Below are entries; output exactly the lines from the one with "Shot-chart prep: mark the ocean" to the one with "Target: person wearing hat", both included, and nothing else.

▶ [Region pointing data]
##############################
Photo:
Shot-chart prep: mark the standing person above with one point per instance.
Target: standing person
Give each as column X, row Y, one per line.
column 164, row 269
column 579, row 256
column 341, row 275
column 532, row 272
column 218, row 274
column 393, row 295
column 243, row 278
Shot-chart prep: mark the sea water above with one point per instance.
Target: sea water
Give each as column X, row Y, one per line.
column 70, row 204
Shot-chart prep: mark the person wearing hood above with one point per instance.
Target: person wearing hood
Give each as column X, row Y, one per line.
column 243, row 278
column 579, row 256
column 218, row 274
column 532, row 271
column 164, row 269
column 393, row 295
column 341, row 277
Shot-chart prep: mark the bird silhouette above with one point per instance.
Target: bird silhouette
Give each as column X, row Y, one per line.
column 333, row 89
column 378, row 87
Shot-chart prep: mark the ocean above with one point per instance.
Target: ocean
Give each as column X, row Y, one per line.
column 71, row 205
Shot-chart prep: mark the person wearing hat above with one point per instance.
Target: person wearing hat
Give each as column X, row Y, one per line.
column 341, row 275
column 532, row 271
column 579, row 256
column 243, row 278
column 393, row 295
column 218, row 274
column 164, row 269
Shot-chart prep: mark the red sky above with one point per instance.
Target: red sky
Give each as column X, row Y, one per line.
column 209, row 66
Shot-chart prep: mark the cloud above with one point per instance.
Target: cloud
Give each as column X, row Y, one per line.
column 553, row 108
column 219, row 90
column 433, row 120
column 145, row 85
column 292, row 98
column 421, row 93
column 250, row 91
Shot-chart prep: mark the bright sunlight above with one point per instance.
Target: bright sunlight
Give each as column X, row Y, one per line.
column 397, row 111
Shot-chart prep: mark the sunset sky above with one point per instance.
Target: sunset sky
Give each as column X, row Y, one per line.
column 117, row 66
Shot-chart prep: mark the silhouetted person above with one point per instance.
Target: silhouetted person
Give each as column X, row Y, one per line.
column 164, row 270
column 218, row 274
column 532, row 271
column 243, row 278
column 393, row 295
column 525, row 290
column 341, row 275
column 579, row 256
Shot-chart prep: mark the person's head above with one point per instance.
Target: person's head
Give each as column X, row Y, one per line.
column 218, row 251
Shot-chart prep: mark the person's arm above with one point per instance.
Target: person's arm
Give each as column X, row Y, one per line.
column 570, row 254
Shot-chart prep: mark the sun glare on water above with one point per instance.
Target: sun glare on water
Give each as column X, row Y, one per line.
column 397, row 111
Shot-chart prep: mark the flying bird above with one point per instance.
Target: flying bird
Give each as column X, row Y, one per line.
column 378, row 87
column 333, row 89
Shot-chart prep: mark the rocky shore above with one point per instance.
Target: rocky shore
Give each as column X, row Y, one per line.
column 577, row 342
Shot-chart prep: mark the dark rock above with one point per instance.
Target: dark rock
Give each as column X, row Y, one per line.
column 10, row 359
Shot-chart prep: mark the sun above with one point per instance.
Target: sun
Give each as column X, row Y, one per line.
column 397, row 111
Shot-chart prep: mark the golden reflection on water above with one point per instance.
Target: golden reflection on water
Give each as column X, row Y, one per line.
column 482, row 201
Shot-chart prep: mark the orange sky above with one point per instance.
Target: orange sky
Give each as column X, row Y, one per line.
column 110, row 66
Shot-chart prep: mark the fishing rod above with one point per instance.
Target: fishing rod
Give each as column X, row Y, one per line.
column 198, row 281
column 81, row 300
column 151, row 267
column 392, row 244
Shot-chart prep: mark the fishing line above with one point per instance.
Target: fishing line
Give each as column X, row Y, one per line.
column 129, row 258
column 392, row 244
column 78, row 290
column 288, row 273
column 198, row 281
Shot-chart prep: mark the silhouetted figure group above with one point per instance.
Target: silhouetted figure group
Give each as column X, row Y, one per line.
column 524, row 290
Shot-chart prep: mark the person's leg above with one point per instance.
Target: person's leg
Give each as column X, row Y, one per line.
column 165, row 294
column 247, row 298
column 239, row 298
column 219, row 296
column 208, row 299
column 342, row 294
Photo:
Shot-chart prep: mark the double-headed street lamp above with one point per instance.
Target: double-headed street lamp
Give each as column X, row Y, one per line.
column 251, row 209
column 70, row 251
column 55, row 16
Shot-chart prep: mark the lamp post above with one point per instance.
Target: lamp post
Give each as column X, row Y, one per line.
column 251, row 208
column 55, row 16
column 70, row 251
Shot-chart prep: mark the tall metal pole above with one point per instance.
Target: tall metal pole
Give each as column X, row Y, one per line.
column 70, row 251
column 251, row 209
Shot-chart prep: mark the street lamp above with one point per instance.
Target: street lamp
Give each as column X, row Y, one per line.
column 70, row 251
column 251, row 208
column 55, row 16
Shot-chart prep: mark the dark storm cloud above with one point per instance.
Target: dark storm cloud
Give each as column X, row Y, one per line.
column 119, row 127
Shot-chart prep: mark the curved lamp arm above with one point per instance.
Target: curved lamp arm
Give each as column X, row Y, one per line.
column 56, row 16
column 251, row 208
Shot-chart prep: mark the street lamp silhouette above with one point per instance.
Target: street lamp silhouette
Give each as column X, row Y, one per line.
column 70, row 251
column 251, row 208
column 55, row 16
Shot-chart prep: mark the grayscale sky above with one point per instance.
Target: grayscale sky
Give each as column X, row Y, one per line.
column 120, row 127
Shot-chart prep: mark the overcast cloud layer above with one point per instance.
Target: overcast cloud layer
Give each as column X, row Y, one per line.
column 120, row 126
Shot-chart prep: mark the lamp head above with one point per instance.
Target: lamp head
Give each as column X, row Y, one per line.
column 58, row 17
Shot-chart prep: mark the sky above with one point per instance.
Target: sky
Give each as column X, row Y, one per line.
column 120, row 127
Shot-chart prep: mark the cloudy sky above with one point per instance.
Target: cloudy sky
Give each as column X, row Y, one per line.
##############################
▶ [Reply]
Shot-chart prep: mark the ocean above with one point per instance.
Target: ocean
Give each as column X, row Y, one per line.
column 71, row 205
Shot-chart prep: mark the person wearing hat above with one point per instance.
Target: person wearing hat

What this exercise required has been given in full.